Reproduce every line of the material between the lines holding "glove and provide bounding boxes." and "[274,0,650,433]", inclusive, shifting each bounding-box coordinate by adding 124 to it.

=== Available records ===

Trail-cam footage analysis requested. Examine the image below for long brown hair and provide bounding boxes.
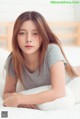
[12,11,76,79]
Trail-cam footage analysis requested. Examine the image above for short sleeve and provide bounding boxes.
[47,44,67,69]
[4,54,16,78]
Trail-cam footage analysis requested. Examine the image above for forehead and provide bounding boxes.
[20,20,37,30]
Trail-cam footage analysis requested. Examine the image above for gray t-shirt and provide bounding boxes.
[5,44,69,89]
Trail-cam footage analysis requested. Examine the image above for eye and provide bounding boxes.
[33,32,38,35]
[19,32,25,35]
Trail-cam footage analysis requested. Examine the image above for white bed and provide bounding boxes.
[0,47,80,119]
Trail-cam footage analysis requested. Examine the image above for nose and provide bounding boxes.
[26,34,32,42]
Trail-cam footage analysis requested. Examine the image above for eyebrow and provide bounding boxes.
[19,29,37,31]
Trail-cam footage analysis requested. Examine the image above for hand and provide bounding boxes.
[3,93,21,107]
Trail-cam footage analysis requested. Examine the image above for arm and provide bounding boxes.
[19,61,65,104]
[3,75,17,100]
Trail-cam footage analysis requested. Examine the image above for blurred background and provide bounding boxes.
[0,0,80,50]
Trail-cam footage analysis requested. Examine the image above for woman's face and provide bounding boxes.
[17,20,42,54]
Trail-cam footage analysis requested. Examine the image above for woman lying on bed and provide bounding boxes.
[3,11,79,108]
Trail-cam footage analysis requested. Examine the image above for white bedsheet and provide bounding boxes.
[0,104,80,119]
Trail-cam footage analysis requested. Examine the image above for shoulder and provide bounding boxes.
[46,43,61,54]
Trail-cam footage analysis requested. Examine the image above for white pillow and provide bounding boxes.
[67,77,80,103]
[20,85,75,110]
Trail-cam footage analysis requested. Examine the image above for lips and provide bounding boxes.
[25,45,33,47]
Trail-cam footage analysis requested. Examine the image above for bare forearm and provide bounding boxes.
[20,90,65,104]
[3,93,13,100]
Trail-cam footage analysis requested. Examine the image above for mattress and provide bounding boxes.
[0,104,80,119]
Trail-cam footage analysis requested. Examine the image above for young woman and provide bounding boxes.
[3,11,78,108]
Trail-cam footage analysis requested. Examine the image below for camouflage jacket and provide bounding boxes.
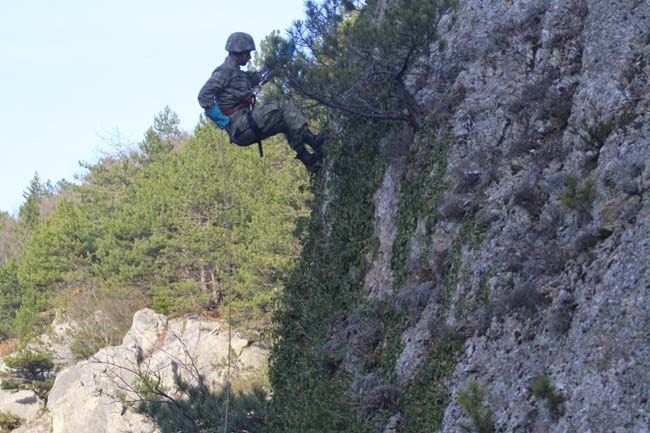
[199,57,260,111]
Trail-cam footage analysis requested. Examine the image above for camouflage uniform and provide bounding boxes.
[199,57,307,152]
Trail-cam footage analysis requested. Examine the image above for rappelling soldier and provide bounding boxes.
[199,32,323,168]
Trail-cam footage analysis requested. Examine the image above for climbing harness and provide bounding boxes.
[223,71,271,158]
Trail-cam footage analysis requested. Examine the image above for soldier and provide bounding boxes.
[199,32,323,168]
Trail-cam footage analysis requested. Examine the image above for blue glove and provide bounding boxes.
[205,104,230,129]
[275,39,296,61]
[284,39,296,58]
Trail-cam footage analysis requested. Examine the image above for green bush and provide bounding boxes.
[560,173,596,214]
[531,376,566,417]
[0,411,25,432]
[458,382,495,433]
[133,375,268,433]
[2,349,55,399]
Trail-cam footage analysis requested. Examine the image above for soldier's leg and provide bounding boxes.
[253,101,307,151]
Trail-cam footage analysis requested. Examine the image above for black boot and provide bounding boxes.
[296,146,321,170]
[302,129,325,154]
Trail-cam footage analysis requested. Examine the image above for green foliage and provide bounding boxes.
[2,349,56,399]
[139,107,185,163]
[560,173,596,215]
[269,115,390,433]
[458,382,496,433]
[399,335,463,433]
[0,259,22,337]
[531,376,566,417]
[0,108,310,340]
[0,411,25,432]
[136,375,268,433]
[267,0,456,123]
[391,125,452,287]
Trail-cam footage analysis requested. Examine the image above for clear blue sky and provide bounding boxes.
[0,0,304,214]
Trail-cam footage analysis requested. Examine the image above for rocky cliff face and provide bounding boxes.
[15,309,268,433]
[332,0,650,433]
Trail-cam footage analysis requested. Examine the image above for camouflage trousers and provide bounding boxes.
[226,101,307,150]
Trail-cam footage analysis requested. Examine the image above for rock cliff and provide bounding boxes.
[15,309,267,433]
[364,0,650,432]
[274,0,650,433]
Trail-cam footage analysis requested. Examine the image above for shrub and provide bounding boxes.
[532,376,566,417]
[560,173,596,214]
[2,349,55,399]
[458,382,495,433]
[0,411,25,432]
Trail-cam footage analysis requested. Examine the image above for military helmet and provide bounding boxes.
[226,32,255,53]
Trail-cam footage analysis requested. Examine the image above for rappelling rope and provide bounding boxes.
[221,136,232,433]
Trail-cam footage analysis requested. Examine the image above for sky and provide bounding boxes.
[0,0,305,215]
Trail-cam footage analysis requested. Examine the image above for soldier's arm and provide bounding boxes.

===

● **Task solution**:
Trail-cam footage analysis requested. Examine the image above for blue glove and provide bounding boxes.
[329,228,354,253]
[399,163,420,185]
[408,163,420,182]
Trail-cam footage analysis requested. Examine the image above for green bush and provide bounding boxes.
[684,297,720,338]
[655,500,690,541]
[124,535,149,556]
[582,506,619,557]
[257,499,392,557]
[126,473,179,523]
Trail-cam footage analysis requested. Examine the image above for soldier's leg and provide bounding boxes.
[377,225,431,275]
Trail-cam footage analysis requested. Examine the image above for black boot and provide bounding boxes.
[420,270,445,294]
[426,253,449,278]
Trail-cam footage analysis requested. Examine the image above for green foliage and provide bounding boxes.
[126,473,180,523]
[263,231,309,287]
[684,297,720,339]
[393,239,514,557]
[582,506,620,557]
[523,459,587,557]
[124,383,146,461]
[655,500,690,541]
[124,232,434,464]
[124,535,149,556]
[260,499,392,557]
[391,124,580,247]
[515,249,576,411]
Trail-cam footage analysis requested. Examine the image above for clear blue sky and provide bounding boxes.
[124,124,428,338]
Trail-cam footage analysis requested. Examine the image above for rocky cliff face and provide bounding boxes.
[139,433,392,557]
[456,124,774,557]
Trail-cam footage analysis requested. Examine the image above for camouflage trousers and provide bounding boxes.
[350,225,431,274]
Trail-cam footage analysis requested. Examine the image above for rock cliff and provide bounding boxes.
[139,433,391,557]
[488,124,774,556]
[398,124,774,557]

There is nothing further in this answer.